**What you should do**
Give every line of the data again, exactly as it is written.

[Stored data entries]
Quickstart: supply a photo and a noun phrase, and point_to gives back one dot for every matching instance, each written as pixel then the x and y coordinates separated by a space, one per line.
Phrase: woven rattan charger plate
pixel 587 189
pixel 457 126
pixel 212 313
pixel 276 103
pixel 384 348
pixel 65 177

**Solution to this problem**
Quickstart: supply a photo and a noun phrase, and point_to gives back one dot for every matching instance, each written as pixel then the x and y coordinates separated by a space, one per line.
Phrase: woven rattan charger plate
pixel 587 189
pixel 457 126
pixel 212 313
pixel 276 103
pixel 384 348
pixel 65 177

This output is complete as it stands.